Understanding Unified Messaging Audio Codecs

Microsoft Exchange Server 2007 will reach end of support on April 11, 2017. To stay supported, you will need to upgrade. For more information, see Resources to help you upgrade your Office 2007 servers and clients.

 

Applies to: Exchange Server 2007, Exchange Server 2007 SP1, Exchange Server 2007 SP2, Exchange Server 2007 SP3

In Microsoft Exchange Server 2007 Unified Messaging (UM), a codec is used to store voice mail messages. Another codec is used between an IP gateway or IP Private Branch eXchange (PBX) and a server that is running Exchange 2007 that has the Unified Messaging server role installed. Exchange 2007 Unified Messaging can use any of the following three audio codecs to create and store voice messages:

  • Windows Media Audio (WMA)

  • Group System Mobile (GSM) 06.10

  • G.711 Pulse Code Modulation (PCM) Linear

However, the G.711 (PCMA and PCMU) and the G.723.1 codecs are VoIP codecs are used between an IP gateway and the Unified Messaging server.

Part of planning your Unified Messaging system involves selecting the correct audio codec based on the needs and requirements of your organization. This topic discusses the audio codecs that Exchange 2007 Unified Messaging can use and will help you plan your UM deployment.

Important

On 64-bit Unified Messaging servers, you must install the Windows Media Encoder if you plan to use the WMA UM dial plan codec. For more information about how to install the Windows Media Encoder, see Availability of the Windows Media Audio 9 Voice codec for x64-based computers or visit the Microsoft Download Center.

Codecs

Two types of codecs are used in Exchange 2007 Unified Messaging: the codec that is used between IP gateways and the Unified Messaging server or between a PBX and IP gateway, depending on the type of PBX, and the codec that is used to encode and store voice messages for users.

### [DATA PROVIDED]
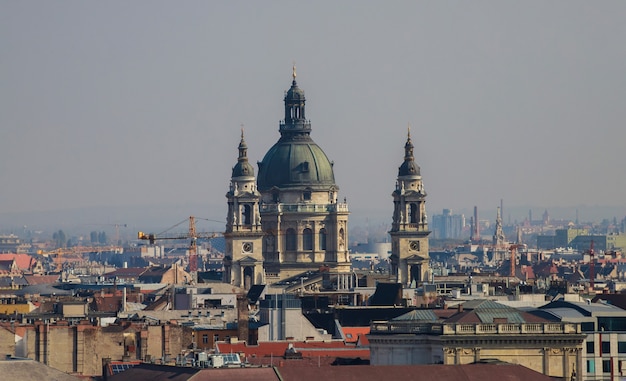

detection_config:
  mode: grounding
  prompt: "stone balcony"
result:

### [PARTS OF THE EXERCISE]
1 – In the passage on Unified Messaging audio codecs, what must be installed on 64-bit Unified Messaging servers to use the WMA UM dial plan codec?
2 – Write the next part of the passage on Unified Messaging audio codecs, picking up after its final sentence.
The material after the passage on Unified Messaging audio codecs comes from a separate, unrelated source.

### [TASK RESULTS]
1 – The Windows Media Encoder.

2 –
The term "codec" is a combination of the words "coding" and "decoding" and is used with digital audio data. A codec is a software program that transforms digital data into an audio file format or audio streaming format. Codecs are used to convert an analog voice signal to a digital version of the voice signal. Codecs can vary in their sound quality, the bandwidth that is required to use them, and the system requirements that are needed to do the encoding.

When you use an ordinary telephone over the Public Switched Telephone Network (PSTN) your voice is transported in an analog format over the telephone line. But with Voice over IP (VoIP), your voice must be converted into digital signals. This conversion process is known as encoding. Encoding is performed by a codec. After the digitized voice has reached its destination, it must then be decoded back to its original analog format so that the person on the other end of the call can hear and understand the caller.

VoIP Codec

In Exchange 2007 Unified Messaging, three types of codecs can be used between IP gateways and the Unified Messaging server or between a PBX and IP gateway, depending on the type of PBX. Unified Messaging servers can accept the following VoIP codecs from an IP gateway or IP PBX:

  • G.711 µ-law

  • G.711 A-law

  • G.723.1

G.711 is a standard that was developed for use with audio codecs. There are two main algorithms defined in the standard for G.711.The µ-law algorithm that is used in North America and Japan and the A-law algorithm that is used in Europe and other countries. The G.723.1 audio codec is mostly used in VoIP applications and requires a license to be used. G.723.1 is a high quality, high compression type of codec.

Both a Unified Messaging server and a supported IP gateway or IP PBX can offer both the G.711 and G.723.1 codec. However, the Unified Messaging server will choose its preferred codec based on the WireCodecList key in the registry. By default, the first codec to be used is G.723.1. If you want to use a different codec than G.723.1 between the Unified Messaging server and the IP gateway or IP PBX, we recommend that you change the configuration on the IP gateway or IP PBX and do not add, remove, or change any values for the WireCodecList key in the registry. The Unified Messaging server will determine the codec that is being used by the IP gateway or IP PBX and select the appropriate codec from the list in the registry.

The following table summarizes some common VoIP codecs.

VoIP codecs

VoIP codec Bandwidth (Kbps) Description

G.711

64

This codec requires very low processing. It needs a minimum of 128 kilobits per second (Kbps) for two-way communication.

G.723.1

5.3/6.3

This codec offers high compression with high quality audio. It requires more processing than the G.711 codec. The G.723.1 codec uses reduced bandwidth but offers poorer quality audio.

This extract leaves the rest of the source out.